* Teks Bacaan:
Apa yang Tak Terlihat dari “yang Lain”
dalam Karya “Meraut Dalam yang Lain”
oleh : Gatari Surya Kusuma
“Ternyata memang diri kita sendiri adalah organisasi yang juga perlu diatur”. Itulah perkataan Ragil yang terngiang dalam pikiran saya ketika selesai berbincang dengan Ragil dan mulai untuk menentukan arah tulisan saya.
Karya yang berjudul “Meraut Dalam yang Lain” adalah karya fotografi staging atau karya fotografi yang memanggungkan
subyek foto dengan kesadaran berkarya. Subyek utama dalam foto adalah dirinya sendiri yang mengenakan pakaian milik orang lain. Ia mengajak kurang lebih seratus orang untuk berpartisipasi meminjamkan baju agar Ragil kenakan lalu ia bercermin dan berfoto. Foto yang diambil adalah proyeksi diri Ragil ke cermin.
Ragil membagikan pengalamannya ketika ia berkeinginan untuk mengumpulkan 183 foto dalam waktu 11 bulan yang harus berubah menjadi 153 foto. Tentu saja perubahan angka ini telah melalui pertimbangan yang tidak sebentar. Ia harus bergulat dengan egonya yang ingin menghasilkan sebuah karya terbaik. Jadi, proses menentukan 153 foto ini salah satu hal penting untuk dicatat dan dipelajari lebih dalam guna mengetahui bagaimana Ragil bekerja dalam penciptaan karya seninya. Ini adalah salah satu proses pengaturan diri yang disebut dalam kutipan Ragil, “ternyata memang diri kita adalah organisasi yang juga perlu diatur”.

* Data Mentah:

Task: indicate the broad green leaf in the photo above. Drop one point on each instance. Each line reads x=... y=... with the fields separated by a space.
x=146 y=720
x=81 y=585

* Tugas Tertulis:
**A.** Jumlah apa saja yang disebutkan dalam teks tentang karya Ragil, dan apa yang dihitung oleh masing-masing jumlah itu?
**B.** Lanjutkan teks tentang karya Ragil dengan beberapa kalimat yang dimulai tepat setelah kalimat terakhirnya.

* Kunci Jawaban:
**A.**
- Kurang lebih seratus orang: orang yang diajak meminjamkan baju untuk dikenakan Ragil.
- 183 foto: jumlah foto yang semula ingin dikumpulkan Ragil.
- 11 bulan: waktu yang ditetapkan untuk mengumpulkan foto-foto itu.
- 153 foto: jumlah foto setelah angkanya diubah.

**B.**
Dari sini kami sepakat akan melihat tubuh Ragil tidak hanya ada Ragil, melainkan membongkarnya satu per satu. Mulai dari ego, representasi, hingga bahasa visual yang muncul dari performativitasnya sebagai Ragil secara sadar maupun tidak sadar–selanjutnya akan menjadi petunjuk untuk menemukan makna “yang Lain” dalam karya berjudul “Meraut Dalam yang Lain”.
Masa Transisi
Ragil memulai karir keseniannya dari pengalamannya sebagai mahasiswa di Institut Kesenian Jakarta pada tahun 2010 jurusan Seni Rupa, Grafis Murni. Ia banyak menguji coba medium kekaryaannya. Mulai dari cetak saring, video hingga performance. Hingga ia tergabung ke dalam sebuah organisasi yang memiliki fokus untuk mengulik media dan film yaitu Forum Lenteng di Lenteng Agung, Jakarta Selatan, DKI Jakarta.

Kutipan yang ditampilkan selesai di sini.